■ **Records shown**
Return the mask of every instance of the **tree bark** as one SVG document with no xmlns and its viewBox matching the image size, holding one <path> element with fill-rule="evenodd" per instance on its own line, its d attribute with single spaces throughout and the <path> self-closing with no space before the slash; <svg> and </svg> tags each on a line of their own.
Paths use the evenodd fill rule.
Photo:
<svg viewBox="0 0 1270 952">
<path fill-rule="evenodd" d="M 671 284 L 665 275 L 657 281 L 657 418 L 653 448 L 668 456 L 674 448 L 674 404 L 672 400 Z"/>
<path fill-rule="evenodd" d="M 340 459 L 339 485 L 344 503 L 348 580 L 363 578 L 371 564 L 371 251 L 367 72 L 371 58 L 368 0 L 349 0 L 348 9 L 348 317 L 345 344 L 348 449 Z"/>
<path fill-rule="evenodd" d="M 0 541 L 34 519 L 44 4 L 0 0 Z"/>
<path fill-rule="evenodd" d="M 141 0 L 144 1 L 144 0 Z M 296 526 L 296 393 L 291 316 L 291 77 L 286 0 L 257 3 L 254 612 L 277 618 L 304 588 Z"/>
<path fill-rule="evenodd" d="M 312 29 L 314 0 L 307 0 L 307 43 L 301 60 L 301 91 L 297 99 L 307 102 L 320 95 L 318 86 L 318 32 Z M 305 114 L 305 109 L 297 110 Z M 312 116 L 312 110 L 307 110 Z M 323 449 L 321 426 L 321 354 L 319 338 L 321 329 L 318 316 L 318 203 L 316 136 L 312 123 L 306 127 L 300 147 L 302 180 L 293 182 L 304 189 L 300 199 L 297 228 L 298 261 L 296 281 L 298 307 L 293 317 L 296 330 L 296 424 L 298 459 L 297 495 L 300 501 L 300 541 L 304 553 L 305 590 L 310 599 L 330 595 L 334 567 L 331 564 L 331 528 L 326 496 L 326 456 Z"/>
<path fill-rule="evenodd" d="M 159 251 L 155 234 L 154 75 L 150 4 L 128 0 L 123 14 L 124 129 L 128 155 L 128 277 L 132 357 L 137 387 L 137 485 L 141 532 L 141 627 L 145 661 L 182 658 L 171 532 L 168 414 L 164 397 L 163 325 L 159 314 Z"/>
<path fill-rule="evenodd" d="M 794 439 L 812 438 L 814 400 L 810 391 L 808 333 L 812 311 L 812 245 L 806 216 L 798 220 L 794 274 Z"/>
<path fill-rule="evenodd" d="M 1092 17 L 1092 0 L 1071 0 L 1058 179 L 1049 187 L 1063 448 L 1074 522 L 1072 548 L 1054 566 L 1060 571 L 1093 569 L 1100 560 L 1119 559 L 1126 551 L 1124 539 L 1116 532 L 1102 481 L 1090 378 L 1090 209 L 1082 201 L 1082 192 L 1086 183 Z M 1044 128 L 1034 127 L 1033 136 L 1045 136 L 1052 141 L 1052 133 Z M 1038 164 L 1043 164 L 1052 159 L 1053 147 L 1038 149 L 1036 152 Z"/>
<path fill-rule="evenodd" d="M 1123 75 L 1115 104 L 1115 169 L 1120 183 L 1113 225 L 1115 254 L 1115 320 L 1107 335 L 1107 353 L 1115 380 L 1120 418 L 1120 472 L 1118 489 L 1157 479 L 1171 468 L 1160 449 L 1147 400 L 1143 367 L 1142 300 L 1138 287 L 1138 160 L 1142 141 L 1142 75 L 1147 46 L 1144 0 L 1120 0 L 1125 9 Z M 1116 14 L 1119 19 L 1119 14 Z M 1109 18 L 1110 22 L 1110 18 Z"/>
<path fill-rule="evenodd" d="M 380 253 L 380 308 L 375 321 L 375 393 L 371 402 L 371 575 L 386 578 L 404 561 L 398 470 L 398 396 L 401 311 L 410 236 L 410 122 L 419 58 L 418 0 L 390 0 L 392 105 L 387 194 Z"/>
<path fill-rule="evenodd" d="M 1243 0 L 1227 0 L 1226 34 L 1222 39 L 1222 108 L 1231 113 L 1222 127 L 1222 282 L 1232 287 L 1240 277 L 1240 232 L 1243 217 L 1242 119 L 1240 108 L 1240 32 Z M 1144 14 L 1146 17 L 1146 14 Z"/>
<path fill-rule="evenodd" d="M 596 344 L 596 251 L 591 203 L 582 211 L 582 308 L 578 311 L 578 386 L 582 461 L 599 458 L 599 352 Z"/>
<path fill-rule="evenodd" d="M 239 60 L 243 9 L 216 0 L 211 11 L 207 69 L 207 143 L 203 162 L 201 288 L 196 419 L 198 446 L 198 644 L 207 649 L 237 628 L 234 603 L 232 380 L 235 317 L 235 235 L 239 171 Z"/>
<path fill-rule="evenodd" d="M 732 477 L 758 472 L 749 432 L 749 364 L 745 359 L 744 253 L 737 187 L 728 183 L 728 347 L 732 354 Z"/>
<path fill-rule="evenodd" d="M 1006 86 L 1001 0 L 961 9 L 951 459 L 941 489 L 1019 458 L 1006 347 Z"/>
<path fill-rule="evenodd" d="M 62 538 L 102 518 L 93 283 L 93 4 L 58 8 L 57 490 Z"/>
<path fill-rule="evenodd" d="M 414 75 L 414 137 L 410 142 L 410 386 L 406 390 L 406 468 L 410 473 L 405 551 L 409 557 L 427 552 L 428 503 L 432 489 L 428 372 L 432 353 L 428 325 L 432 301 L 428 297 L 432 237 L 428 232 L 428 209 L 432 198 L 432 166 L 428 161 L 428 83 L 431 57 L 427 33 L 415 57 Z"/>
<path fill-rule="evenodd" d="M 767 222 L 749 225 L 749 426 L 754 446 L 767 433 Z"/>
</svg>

■ **To do**
Reproduce every entry with "tree bark" swapped for "birch trunk" and nothing else changed.

■ **Answer to this problem**
Return the mask of every instance of the **birch trunk** as one SVG document with no xmlns and its viewBox matching the image size, holding one <path> element with fill-rule="evenodd" per instance on its own line, its d attribute with single spaces throughout and the <path> self-closing with no space before the slash; <svg> and </svg> tags each on a line of their own.
Paths use the evenodd fill rule.
Photo:
<svg viewBox="0 0 1270 952">
<path fill-rule="evenodd" d="M 671 284 L 665 275 L 657 281 L 657 418 L 653 448 L 668 456 L 674 448 L 674 404 L 672 400 Z"/>
<path fill-rule="evenodd" d="M 340 459 L 339 485 L 344 503 L 348 580 L 363 578 L 371 564 L 371 251 L 367 72 L 371 58 L 368 0 L 349 0 L 348 9 L 348 317 L 345 344 L 348 449 Z"/>
<path fill-rule="evenodd" d="M 0 541 L 34 519 L 44 4 L 0 0 Z"/>
<path fill-rule="evenodd" d="M 141 0 L 144 1 L 144 0 Z M 296 526 L 296 393 L 291 316 L 291 77 L 286 0 L 257 3 L 254 612 L 277 618 L 304 588 Z"/>
<path fill-rule="evenodd" d="M 312 29 L 314 0 L 307 0 L 307 43 L 301 60 L 301 91 L 297 99 L 307 102 L 320 95 L 318 86 L 318 32 Z M 305 114 L 305 109 L 297 110 Z M 312 116 L 312 110 L 307 110 Z M 323 449 L 321 426 L 321 354 L 319 338 L 321 329 L 318 316 L 318 203 L 316 136 L 312 123 L 306 127 L 300 147 L 302 180 L 293 182 L 304 189 L 300 199 L 297 228 L 298 261 L 296 281 L 298 307 L 293 317 L 296 330 L 296 424 L 298 459 L 297 495 L 300 501 L 300 541 L 304 553 L 305 590 L 310 599 L 330 595 L 334 567 L 331 564 L 331 528 L 326 496 L 326 456 Z"/>
<path fill-rule="evenodd" d="M 159 251 L 155 234 L 154 75 L 150 4 L 128 0 L 123 14 L 124 129 L 128 155 L 128 277 L 132 357 L 137 387 L 137 485 L 141 532 L 141 627 L 145 661 L 182 658 L 171 532 L 168 414 L 164 397 L 163 325 L 159 314 Z"/>
<path fill-rule="evenodd" d="M 794 439 L 812 438 L 814 400 L 810 391 L 808 333 L 812 311 L 812 245 L 806 216 L 798 220 L 794 274 Z"/>
<path fill-rule="evenodd" d="M 1092 17 L 1092 0 L 1071 0 L 1058 179 L 1049 187 L 1063 448 L 1074 522 L 1072 548 L 1054 566 L 1060 571 L 1093 569 L 1100 560 L 1119 559 L 1126 551 L 1124 539 L 1116 532 L 1102 481 L 1090 378 L 1090 209 L 1082 201 L 1082 192 L 1086 183 Z M 1044 128 L 1034 127 L 1033 136 L 1045 136 L 1052 141 L 1052 133 Z M 1038 164 L 1043 164 L 1052 159 L 1053 147 L 1038 149 L 1036 152 Z"/>
<path fill-rule="evenodd" d="M 1123 75 L 1115 104 L 1115 169 L 1120 183 L 1113 225 L 1115 254 L 1115 320 L 1107 335 L 1107 353 L 1115 380 L 1120 418 L 1120 472 L 1118 489 L 1157 479 L 1171 468 L 1160 449 L 1147 400 L 1143 367 L 1142 300 L 1138 287 L 1138 160 L 1142 141 L 1142 75 L 1147 46 L 1144 0 L 1120 0 L 1125 9 Z M 1116 14 L 1119 19 L 1119 14 Z M 1109 18 L 1110 22 L 1110 18 Z"/>
<path fill-rule="evenodd" d="M 380 253 L 380 308 L 375 321 L 375 393 L 371 402 L 371 575 L 386 578 L 404 561 L 398 470 L 398 396 L 401 311 L 410 236 L 410 122 L 419 58 L 418 0 L 390 0 L 392 105 L 387 194 Z"/>
<path fill-rule="evenodd" d="M 1243 0 L 1227 0 L 1226 34 L 1222 39 L 1222 108 L 1231 113 L 1222 127 L 1222 282 L 1232 287 L 1240 277 L 1240 232 L 1243 217 L 1242 119 L 1240 108 L 1240 32 Z M 1144 14 L 1146 17 L 1146 14 Z"/>
<path fill-rule="evenodd" d="M 596 344 L 596 251 L 591 203 L 582 211 L 582 308 L 578 311 L 578 386 L 582 461 L 599 458 L 599 352 Z"/>
<path fill-rule="evenodd" d="M 239 60 L 243 9 L 216 0 L 211 11 L 207 69 L 207 143 L 203 162 L 201 288 L 196 419 L 198 446 L 198 644 L 207 649 L 237 628 L 234 603 L 232 380 L 235 317 L 235 235 L 239 171 Z"/>
<path fill-rule="evenodd" d="M 732 477 L 758 472 L 749 432 L 749 364 L 745 359 L 744 253 L 737 187 L 728 183 L 728 347 L 732 354 Z"/>
<path fill-rule="evenodd" d="M 1006 86 L 1001 0 L 961 9 L 951 459 L 941 489 L 1019 458 L 1006 347 Z"/>
<path fill-rule="evenodd" d="M 62 538 L 102 518 L 93 283 L 93 4 L 58 8 L 57 490 Z"/>
<path fill-rule="evenodd" d="M 414 75 L 414 137 L 410 142 L 410 386 L 406 390 L 406 468 L 410 473 L 405 551 L 409 557 L 427 552 L 428 503 L 432 489 L 428 372 L 432 353 L 428 325 L 432 301 L 428 297 L 432 237 L 428 232 L 428 209 L 432 198 L 432 166 L 428 161 L 428 83 L 431 57 L 427 33 L 415 57 Z"/>
<path fill-rule="evenodd" d="M 767 222 L 749 225 L 749 426 L 754 446 L 767 433 Z"/>
</svg>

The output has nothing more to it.